──────── Provided text

Good soil, cheaper land prices prompt agri-research company to sink roots in Harrow area

HARROW — The largest fruit tree nursery in Canada is looking to expand its footprint in Essex County. Upper Canada Growers has already acquired 1,000 acres of farmland in the Harrow area and is looking to double that figure with more farm purchases.

The Ridge Road company moved to Essex County six years ago from the Niagara region.

“Essex was a big move for us coming out of Niagara; the land is good here, it’s cheaper and there is lots of it,” president Rob Haynes said Tuesday.

Haynes said the company is looking to establish itself as an agri-research centre specializing in turning tissue cultures into disease-resistant fruit and nut trees and vines for growing grapes.

The company has three million to four million fruit trees in the ground with a further planting of six million grape vines in the works.

“Farming is changing drastically. If I were to show my grandparents what we’re doing here today, they would think we’re crazy,” Haynes said at an event Tuesday designed to raise the company’s profile.

The apple trees propagated by UCG grow up rather than out, increasing the number of trees that can be planted per acre as well as boosting sun exposure which in turn boosts quality. “We used to grow 30 feet by 30 feet at one time, now we’re getting five times the production,” Haynes said.

He said boosting production in the agricultural sector is key to avoiding an impending global food shortage. And Canada — with its abundant supply of water and land — is well positioned to become a world leader in food production.

Rob Haynes

“Food security is the key going forward. It isn’t energy, it’s food. We have a shortage of food coming and we know it’s coming.”

Cornell University in the United States developed the technology of using plant tissue cultures to propagate disease- and virus-free fruit trees.

Haynes said global warming is making plants more prone to viruses and disease. The micro-propagation done at UCG aims to make a dent in that problem.

Kash Behravan, assistant manager of micro-propagation at UCG, said tissue cultures are taken from disease and virus-free plants supplied by Cornell and Guelph University to create root stock. The root stock is then grafted to twigs taken from various fruit trees varieties.

The result, Behravan said, is a fruit tree that has higher yield, better quality and uses less water.

Haynes said his company is also doing research into the “biosphere” of root systems. “It’s the fungus and bacteria that live on the root to make the root healthy … it enables the plant to fight diseases, it enables the plant to pick up the nutrients out of the ground a lot easier, it actually helps sequester carbon.”

Haynes said centuries of cultivation have damaged the root biosphere and the research at his company is hoping to recreate those lost growing conditions.

The company has 100 employees. Thirty work in plant propagation, 70 work in the orchards tending plants that will be later sold to fruit growers, vineyards and backyard fruit tree hobbyists. The company also has its own apple orchards. Haynes said finding skilled labour is always an issue.

Haynes said the federal government could help by shortening the time work permits are issued.

The name of the company — Upper Canada Growers — is a subtle reference to the Haynes family’s roots as United Empire Loyalists. His family fled the United States in 1784 after the American Revolution and settled in Jordan, near St. Catharines, where they were given a land grant of 100 acres.

“We’ve been in farming a long time,” Haynes said.

Workers propagate fruit trees at Upper Canada Growers.

────────────────
──────── Information supplied

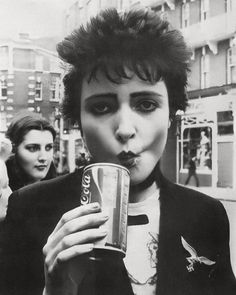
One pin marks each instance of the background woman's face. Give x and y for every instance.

────────────────

== Exercises to complete ==
#1 Reproduce the Upper Canada Growers article word for word, starting at "Cornell University in" and ending at "in that problem.".
#2 According to the Upper Canada Growers article, who buys the plants tended in the company's orchards? Name each buyer.
The lines after the Upper Canada Growers article are separate material.

== Results of the exercise ==
#1
Cornell University in the United States developed the technology of using plant tissue cultures to propagate disease- and virus-free fruit trees.

Haynes said global warming is making plants more prone to viruses and disease. The micro-propagation done at UCG aims to make a dent in that problem.

#2
- Fruit growers
- Vineyards
- Backyard fruit tree hobbyists